* What is being asked
Return all of the data exactly as given.

Items from a dataset
--------------------

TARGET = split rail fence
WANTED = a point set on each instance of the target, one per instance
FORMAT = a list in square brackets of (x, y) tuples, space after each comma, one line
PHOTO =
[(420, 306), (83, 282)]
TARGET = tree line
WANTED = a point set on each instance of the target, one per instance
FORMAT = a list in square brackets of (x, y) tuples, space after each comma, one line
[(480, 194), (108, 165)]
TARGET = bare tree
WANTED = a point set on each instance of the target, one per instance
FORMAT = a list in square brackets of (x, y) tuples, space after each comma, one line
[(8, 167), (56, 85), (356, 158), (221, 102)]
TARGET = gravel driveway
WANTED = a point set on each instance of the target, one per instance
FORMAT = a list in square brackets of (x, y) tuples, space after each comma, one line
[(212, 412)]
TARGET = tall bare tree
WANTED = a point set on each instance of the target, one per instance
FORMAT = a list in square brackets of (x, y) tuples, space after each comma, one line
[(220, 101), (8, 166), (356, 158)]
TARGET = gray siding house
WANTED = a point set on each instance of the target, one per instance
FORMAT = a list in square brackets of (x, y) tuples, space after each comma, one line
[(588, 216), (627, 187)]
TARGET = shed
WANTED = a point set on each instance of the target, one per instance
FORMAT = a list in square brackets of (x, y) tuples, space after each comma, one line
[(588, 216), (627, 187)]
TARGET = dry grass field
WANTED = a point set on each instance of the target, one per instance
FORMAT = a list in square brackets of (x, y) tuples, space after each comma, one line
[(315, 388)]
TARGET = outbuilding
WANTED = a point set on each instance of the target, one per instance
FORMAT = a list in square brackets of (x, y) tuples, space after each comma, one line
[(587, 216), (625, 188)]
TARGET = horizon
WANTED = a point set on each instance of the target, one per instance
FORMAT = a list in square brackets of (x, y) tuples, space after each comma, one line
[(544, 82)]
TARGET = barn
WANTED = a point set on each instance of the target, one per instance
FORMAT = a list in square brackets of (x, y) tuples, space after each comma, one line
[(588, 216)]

--------------------

* Answer
TARGET = split rail fence
WANTED = a point set on each instance of the target, one per instance
FORMAT = a list in square brackets of (x, y) tuples, space after each comma, one line
PHOTO =
[(420, 306), (83, 282)]
TARGET = tree line
WANTED = a point set on each instance of the target, one per instance
FORMAT = a list in square brackets of (x, y) tuples, space after each comma, one line
[(480, 194), (108, 165)]
TARGET = bare tree
WANTED = a point set on each instance of the target, one per instance
FORMAT = a list in square brackets of (x, y) tuples, space after each comma, one line
[(8, 167), (56, 85), (356, 158), (221, 102)]
TARGET = gravel driveway
WANTED = a point set on each instance of the target, one per instance
FORMAT = a list in square brackets of (x, y) tuples, space after each comma, one line
[(212, 412)]
TARGET = tall bare tree
WANTED = a point set on each instance of the target, one per instance
FORMAT = a list in square brackets of (x, y) tuples, space after each comma, one line
[(220, 101), (8, 166), (356, 158)]
TARGET = gray siding house
WANTED = a point set on each instance of the target, one per instance
FORMAT = a list in square brackets of (x, y) tuples, space after each comma, one line
[(588, 216), (627, 187)]
TARGET = shed
WANTED = a point set on each instance of the target, one per instance
FORMAT = a list in square brackets of (x, y) tuples, space after each comma, one line
[(588, 216), (627, 187)]
TARGET = dry grass field
WANTED = a point set on each instance of the target, one per instance
FORMAT = a list in square brackets of (x, y) tuples, space after each comma, one line
[(315, 388)]
TARGET = outbuilding
WANTED = a point set on each instance of the target, one per instance
FORMAT = a list in square brackets of (x, y) tuples, space after each comma, one line
[(587, 216), (625, 188)]
TARGET = horizon
WANTED = a point set on each instance of the target, one per instance
FORMAT = a list in square brackets of (x, y) tuples, space after each comma, one line
[(544, 82)]
TARGET = barn
WANTED = a point set on each instance of the target, one per instance
FORMAT = a list in square brackets of (x, y) tuples, space after each comma, one line
[(588, 216)]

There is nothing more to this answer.